**Saved entries**
--------------------
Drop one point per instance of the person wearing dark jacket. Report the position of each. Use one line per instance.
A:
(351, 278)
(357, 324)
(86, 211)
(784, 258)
--------------------
Until the last line is reached, keep transcribing the data exactly.

**Exercise solution**
Drop one point per instance of the person wearing dark jacket. Report the position of each. Use one line per instance.
A:
(351, 278)
(357, 324)
(86, 211)
(784, 258)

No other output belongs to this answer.